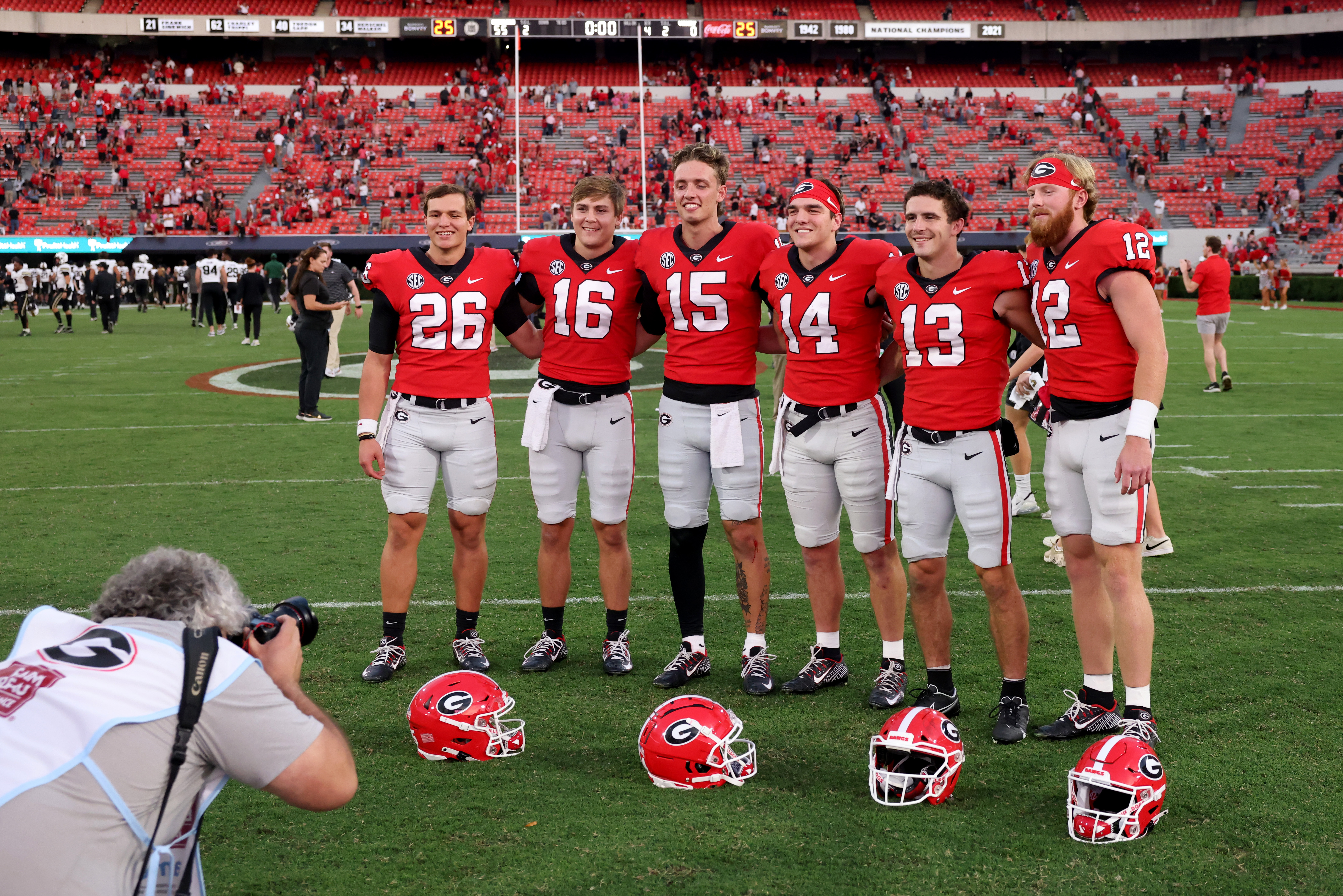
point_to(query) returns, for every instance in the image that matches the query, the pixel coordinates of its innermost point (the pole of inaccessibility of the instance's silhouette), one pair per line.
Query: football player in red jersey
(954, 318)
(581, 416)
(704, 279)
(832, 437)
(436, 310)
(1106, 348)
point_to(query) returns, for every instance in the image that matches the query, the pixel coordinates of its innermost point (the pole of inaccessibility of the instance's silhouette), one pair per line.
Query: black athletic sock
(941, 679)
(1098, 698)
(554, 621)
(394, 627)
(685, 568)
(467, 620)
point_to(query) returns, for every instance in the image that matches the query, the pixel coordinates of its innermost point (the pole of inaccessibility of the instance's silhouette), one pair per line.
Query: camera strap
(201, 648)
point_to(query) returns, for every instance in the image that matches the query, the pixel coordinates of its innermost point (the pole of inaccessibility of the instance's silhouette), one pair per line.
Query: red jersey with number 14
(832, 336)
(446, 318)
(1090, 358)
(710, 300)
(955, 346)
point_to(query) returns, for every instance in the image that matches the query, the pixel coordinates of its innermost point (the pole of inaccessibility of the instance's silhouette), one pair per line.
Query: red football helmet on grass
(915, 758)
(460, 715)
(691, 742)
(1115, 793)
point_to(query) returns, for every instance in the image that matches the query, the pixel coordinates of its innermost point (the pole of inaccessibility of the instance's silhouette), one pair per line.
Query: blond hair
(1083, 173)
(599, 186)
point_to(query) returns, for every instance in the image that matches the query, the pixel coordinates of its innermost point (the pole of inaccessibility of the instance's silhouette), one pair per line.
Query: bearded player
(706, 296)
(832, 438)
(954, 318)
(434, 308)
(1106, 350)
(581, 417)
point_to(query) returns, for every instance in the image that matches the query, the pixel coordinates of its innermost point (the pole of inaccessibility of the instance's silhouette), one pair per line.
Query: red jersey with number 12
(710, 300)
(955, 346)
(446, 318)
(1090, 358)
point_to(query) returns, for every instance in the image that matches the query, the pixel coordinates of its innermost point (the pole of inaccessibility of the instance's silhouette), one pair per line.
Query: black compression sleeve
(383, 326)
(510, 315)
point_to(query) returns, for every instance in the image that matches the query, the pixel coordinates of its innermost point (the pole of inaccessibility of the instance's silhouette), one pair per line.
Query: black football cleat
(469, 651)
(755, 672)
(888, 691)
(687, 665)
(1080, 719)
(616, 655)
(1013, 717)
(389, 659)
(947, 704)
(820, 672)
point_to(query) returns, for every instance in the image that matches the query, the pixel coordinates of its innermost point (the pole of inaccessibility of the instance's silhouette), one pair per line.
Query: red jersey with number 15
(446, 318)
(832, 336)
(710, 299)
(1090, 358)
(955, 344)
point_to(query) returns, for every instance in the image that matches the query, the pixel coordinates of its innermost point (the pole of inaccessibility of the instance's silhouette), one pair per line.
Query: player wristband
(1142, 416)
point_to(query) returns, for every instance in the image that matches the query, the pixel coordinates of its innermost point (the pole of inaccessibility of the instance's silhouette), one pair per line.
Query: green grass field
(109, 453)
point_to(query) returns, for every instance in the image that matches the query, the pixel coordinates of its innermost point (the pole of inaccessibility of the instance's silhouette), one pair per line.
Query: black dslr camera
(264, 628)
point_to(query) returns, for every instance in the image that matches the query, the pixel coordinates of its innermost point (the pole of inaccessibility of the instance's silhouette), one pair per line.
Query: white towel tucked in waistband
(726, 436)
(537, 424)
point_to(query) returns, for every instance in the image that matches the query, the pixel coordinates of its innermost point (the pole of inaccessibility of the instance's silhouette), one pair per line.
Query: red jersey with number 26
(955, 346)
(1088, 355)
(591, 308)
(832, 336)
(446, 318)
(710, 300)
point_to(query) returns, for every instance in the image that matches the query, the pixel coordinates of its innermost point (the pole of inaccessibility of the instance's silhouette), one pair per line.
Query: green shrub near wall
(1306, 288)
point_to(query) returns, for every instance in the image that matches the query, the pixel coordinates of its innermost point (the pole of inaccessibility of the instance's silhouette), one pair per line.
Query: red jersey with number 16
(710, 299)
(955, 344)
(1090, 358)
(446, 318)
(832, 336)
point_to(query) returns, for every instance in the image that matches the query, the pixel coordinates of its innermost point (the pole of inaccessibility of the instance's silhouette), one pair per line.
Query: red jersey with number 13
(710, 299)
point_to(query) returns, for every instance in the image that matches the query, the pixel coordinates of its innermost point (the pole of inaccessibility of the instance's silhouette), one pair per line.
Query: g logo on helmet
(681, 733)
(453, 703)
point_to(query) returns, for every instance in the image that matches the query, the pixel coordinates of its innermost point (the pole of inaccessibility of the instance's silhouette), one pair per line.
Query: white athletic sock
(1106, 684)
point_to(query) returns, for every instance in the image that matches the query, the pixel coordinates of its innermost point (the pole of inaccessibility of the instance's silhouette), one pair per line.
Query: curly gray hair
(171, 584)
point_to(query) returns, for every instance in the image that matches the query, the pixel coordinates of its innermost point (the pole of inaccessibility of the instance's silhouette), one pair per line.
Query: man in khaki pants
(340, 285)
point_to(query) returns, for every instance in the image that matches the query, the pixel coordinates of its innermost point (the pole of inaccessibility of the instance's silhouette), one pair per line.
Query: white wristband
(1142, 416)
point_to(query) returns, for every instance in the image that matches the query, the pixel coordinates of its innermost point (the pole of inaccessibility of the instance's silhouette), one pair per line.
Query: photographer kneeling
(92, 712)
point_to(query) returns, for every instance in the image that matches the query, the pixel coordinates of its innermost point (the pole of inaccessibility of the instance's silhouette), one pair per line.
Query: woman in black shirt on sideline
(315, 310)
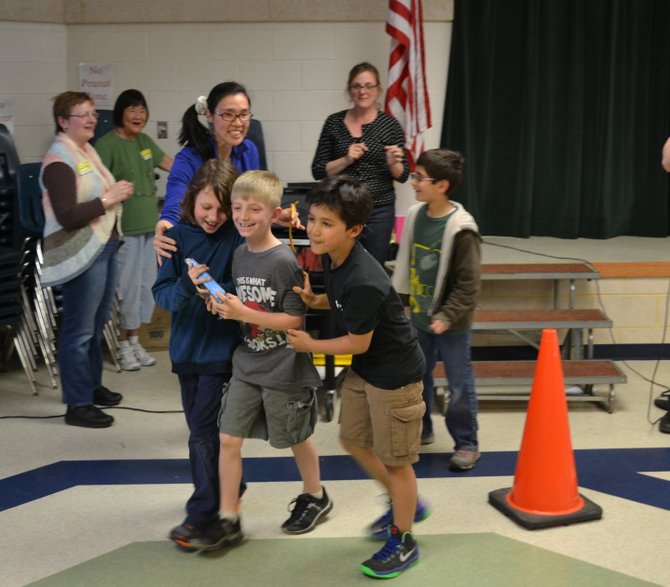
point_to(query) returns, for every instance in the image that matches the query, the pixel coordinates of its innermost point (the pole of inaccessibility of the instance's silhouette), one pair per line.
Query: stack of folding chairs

---

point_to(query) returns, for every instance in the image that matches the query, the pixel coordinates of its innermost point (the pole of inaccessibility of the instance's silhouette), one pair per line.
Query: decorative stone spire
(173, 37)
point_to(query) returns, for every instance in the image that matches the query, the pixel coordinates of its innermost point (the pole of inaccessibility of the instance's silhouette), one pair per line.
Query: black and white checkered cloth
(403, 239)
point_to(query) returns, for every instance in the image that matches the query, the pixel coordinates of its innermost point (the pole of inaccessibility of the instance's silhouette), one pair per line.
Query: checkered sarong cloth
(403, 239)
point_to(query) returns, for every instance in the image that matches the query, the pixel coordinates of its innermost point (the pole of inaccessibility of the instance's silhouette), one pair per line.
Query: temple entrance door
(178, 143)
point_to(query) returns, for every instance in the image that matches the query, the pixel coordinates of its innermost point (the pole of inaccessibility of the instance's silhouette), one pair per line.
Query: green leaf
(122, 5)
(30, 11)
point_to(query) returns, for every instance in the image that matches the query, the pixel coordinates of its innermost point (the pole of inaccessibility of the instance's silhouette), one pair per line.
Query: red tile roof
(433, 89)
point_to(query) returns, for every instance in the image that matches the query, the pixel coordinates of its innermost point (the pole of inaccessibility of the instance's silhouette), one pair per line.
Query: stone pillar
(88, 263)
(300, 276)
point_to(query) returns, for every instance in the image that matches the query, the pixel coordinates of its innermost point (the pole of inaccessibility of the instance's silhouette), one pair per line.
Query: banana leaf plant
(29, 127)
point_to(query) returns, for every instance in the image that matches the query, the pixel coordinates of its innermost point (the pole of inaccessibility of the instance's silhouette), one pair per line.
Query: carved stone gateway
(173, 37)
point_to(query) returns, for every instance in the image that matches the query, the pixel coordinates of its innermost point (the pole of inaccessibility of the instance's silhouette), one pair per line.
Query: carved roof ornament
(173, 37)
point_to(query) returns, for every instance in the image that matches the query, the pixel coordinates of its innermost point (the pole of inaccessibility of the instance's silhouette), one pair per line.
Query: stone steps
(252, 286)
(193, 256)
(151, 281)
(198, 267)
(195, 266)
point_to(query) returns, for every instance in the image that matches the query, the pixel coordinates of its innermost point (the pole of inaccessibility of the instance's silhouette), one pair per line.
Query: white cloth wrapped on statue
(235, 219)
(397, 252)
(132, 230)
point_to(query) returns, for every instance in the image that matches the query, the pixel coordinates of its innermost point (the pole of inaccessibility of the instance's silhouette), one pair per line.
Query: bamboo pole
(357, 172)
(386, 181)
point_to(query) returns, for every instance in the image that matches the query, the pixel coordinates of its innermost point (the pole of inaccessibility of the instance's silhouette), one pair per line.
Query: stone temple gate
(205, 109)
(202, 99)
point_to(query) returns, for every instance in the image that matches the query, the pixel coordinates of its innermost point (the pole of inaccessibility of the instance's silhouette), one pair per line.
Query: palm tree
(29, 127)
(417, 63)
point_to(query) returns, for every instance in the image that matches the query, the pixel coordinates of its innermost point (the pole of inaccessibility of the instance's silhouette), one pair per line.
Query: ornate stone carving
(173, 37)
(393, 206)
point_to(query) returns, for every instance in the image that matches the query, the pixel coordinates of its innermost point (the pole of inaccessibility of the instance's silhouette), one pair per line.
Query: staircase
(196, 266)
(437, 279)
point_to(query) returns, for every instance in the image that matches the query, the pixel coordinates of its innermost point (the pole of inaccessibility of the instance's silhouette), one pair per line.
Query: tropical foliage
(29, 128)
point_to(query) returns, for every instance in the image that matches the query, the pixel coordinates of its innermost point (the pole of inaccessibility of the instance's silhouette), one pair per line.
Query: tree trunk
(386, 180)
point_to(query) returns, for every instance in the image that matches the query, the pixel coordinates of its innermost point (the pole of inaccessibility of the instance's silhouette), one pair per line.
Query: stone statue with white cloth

--

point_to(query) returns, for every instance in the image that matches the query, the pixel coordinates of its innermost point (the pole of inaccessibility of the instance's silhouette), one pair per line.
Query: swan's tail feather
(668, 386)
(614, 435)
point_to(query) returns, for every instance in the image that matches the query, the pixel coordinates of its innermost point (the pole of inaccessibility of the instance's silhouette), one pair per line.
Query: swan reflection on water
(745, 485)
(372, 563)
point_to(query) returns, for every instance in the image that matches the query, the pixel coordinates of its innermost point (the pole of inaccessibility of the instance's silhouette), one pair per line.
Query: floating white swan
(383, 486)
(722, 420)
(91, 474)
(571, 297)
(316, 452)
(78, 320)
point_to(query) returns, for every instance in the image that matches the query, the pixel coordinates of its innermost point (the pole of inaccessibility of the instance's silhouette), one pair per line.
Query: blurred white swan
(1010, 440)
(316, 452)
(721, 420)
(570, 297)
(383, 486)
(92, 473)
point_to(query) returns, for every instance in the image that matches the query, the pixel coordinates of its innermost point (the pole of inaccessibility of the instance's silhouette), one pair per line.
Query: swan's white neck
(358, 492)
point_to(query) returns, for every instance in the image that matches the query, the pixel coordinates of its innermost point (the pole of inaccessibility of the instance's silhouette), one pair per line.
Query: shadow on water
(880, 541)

Written problem → Please report how many lines in the entries above contain the word "roof". Case counts, and the answer should be the number alone.

Answer for the task → 2